* Exercise requirements *
Starting with the line that holds "Task: For every instance of the metal", copy out each remaining line of the listing below, up to and including the last one, and include nothing else.
=== Task material ===
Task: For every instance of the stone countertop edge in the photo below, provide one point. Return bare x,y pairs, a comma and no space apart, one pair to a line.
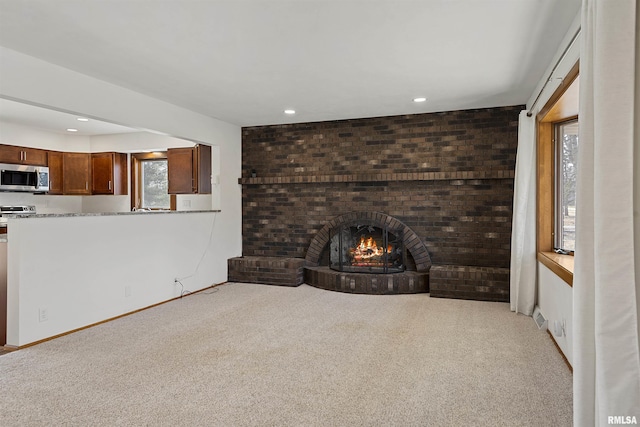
137,213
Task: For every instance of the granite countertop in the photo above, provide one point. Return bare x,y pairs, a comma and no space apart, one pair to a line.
138,213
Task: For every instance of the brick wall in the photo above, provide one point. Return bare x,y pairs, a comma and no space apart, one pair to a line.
448,176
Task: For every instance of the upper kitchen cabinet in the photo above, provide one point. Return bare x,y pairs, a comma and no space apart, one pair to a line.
22,155
56,172
189,170
109,173
76,173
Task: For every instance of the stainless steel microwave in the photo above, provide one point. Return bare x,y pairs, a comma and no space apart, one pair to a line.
24,178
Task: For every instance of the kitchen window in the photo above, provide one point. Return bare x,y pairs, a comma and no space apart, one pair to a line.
566,153
149,181
557,135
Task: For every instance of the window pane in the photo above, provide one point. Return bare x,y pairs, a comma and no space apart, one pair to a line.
567,156
155,184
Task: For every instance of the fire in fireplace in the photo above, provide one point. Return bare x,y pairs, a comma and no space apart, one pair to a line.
366,249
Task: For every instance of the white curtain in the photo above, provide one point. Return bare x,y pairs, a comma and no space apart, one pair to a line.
523,230
606,348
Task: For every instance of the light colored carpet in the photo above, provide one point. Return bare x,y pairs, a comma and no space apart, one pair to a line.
274,356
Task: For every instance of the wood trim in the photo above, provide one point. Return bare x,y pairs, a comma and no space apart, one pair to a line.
552,112
566,361
545,217
561,265
14,348
135,172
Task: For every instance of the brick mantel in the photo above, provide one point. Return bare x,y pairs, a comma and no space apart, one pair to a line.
382,177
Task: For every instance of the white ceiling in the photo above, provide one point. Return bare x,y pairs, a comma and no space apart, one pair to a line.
55,121
245,61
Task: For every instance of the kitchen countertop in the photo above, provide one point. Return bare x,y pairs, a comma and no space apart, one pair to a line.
67,215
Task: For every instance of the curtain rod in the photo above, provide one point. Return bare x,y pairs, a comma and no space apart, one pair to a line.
564,53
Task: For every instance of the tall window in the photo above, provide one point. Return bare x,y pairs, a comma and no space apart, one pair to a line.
154,184
566,155
150,181
557,135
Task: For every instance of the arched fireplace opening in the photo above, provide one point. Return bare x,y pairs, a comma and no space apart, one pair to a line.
368,252
366,248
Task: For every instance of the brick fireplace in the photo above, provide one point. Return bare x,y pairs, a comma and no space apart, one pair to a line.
448,177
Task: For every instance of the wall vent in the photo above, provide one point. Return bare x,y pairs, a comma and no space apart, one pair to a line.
539,319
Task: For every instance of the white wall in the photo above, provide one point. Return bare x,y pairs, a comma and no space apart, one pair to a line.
14,134
85,269
25,136
27,79
555,299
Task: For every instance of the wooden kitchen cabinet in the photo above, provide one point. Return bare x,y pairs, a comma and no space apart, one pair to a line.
56,168
22,155
109,173
189,170
76,173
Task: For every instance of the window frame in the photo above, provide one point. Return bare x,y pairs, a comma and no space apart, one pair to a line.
136,162
558,184
560,108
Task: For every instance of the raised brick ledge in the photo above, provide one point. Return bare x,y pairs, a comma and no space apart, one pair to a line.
469,282
384,177
266,270
408,282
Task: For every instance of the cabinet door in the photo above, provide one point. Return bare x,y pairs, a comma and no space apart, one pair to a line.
76,174
109,173
102,173
56,172
203,156
180,164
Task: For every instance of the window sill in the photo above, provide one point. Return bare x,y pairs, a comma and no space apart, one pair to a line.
561,265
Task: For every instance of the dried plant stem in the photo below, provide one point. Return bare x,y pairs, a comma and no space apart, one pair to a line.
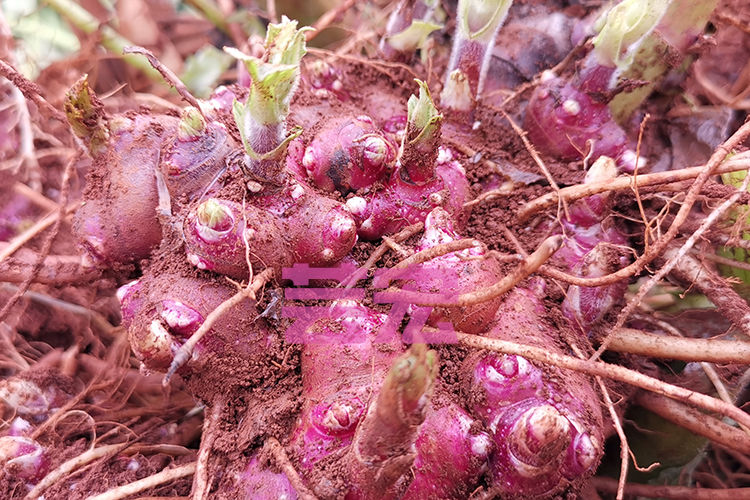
377,254
740,161
695,421
693,273
524,269
662,244
166,73
34,230
186,349
598,368
538,160
274,448
47,244
437,251
608,485
72,465
624,447
30,90
26,135
157,479
684,349
210,429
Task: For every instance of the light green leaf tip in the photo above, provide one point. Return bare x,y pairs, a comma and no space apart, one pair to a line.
627,24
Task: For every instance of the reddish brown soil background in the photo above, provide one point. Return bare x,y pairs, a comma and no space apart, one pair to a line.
64,333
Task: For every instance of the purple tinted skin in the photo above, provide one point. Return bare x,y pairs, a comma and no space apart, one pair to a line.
585,306
320,230
581,240
325,78
402,203
295,226
118,223
542,443
131,301
172,306
260,483
337,379
23,458
364,403
349,154
456,273
191,163
586,254
16,211
218,244
452,455
566,122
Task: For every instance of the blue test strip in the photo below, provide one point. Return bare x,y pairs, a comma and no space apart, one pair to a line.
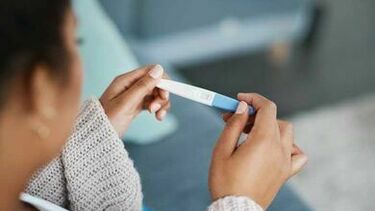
201,95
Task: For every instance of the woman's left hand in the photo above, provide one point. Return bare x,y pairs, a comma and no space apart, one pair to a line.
132,92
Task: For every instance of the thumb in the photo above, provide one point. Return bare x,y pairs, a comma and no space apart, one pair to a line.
232,131
145,85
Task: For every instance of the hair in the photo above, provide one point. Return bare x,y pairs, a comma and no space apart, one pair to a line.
31,34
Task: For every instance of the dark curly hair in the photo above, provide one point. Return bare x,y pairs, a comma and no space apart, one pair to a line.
31,33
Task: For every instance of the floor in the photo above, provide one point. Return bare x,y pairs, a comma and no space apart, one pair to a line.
339,66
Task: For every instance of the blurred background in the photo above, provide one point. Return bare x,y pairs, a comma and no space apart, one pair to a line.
315,59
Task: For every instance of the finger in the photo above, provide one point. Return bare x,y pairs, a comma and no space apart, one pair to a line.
227,116
286,134
298,162
164,93
265,118
160,115
296,150
123,81
232,131
144,86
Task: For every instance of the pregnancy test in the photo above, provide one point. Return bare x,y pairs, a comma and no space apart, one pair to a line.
201,95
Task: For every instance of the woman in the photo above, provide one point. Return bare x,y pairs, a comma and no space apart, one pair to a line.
40,91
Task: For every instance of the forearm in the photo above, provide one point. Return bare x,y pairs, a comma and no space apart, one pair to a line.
93,172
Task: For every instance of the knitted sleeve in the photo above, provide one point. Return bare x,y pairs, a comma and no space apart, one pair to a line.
234,203
49,183
93,172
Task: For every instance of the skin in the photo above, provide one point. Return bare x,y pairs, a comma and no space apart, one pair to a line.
256,169
22,151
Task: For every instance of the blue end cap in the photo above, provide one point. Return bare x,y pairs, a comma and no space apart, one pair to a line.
228,104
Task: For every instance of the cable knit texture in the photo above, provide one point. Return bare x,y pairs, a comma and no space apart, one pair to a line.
94,171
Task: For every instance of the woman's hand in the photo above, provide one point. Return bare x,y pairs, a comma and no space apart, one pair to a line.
258,167
132,92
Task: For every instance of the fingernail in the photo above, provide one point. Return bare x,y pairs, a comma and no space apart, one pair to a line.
155,107
156,72
242,107
162,114
166,95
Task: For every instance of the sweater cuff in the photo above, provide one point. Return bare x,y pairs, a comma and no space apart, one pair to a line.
238,203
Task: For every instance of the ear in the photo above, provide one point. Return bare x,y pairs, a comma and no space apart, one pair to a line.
43,91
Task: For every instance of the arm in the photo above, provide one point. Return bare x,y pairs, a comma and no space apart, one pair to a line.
98,171
238,203
49,183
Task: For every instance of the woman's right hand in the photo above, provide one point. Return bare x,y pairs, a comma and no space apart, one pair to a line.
260,166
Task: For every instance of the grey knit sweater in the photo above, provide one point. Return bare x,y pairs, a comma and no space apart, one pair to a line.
94,171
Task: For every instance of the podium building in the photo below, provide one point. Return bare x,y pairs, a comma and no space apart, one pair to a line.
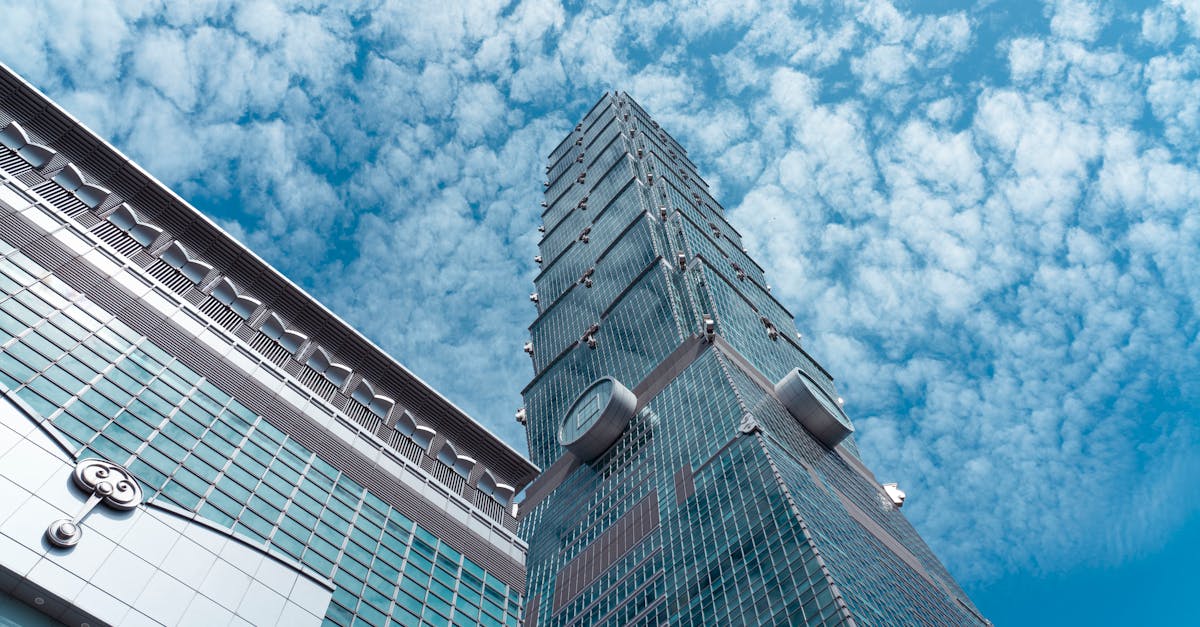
186,437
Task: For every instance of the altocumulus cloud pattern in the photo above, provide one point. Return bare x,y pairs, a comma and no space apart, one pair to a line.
984,218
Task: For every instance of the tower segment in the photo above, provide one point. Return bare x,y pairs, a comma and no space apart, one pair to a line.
700,469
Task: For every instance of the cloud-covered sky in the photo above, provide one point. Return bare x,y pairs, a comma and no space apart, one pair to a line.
983,215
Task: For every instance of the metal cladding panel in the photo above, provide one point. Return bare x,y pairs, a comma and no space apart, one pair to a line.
150,323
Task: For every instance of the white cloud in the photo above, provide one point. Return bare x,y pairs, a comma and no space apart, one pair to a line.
988,239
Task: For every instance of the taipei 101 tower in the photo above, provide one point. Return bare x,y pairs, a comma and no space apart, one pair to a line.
697,465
===
* Reply *
Task: For every instance of the metal cladding panel in the photo above, provide one point. Return bare x,y pairs, a comma and no space apart, one pair to a line.
150,323
Task: For every instance of the white cloud in the photo above, provide one point. Return bare x,y pairs, a comma and no space apart, one pair to a line.
988,239
Task: For every instance of the taipei 101 tower in the photo above, provide one point. Return bare x,y pairs, a comma and no space apart, one pair to a line.
697,465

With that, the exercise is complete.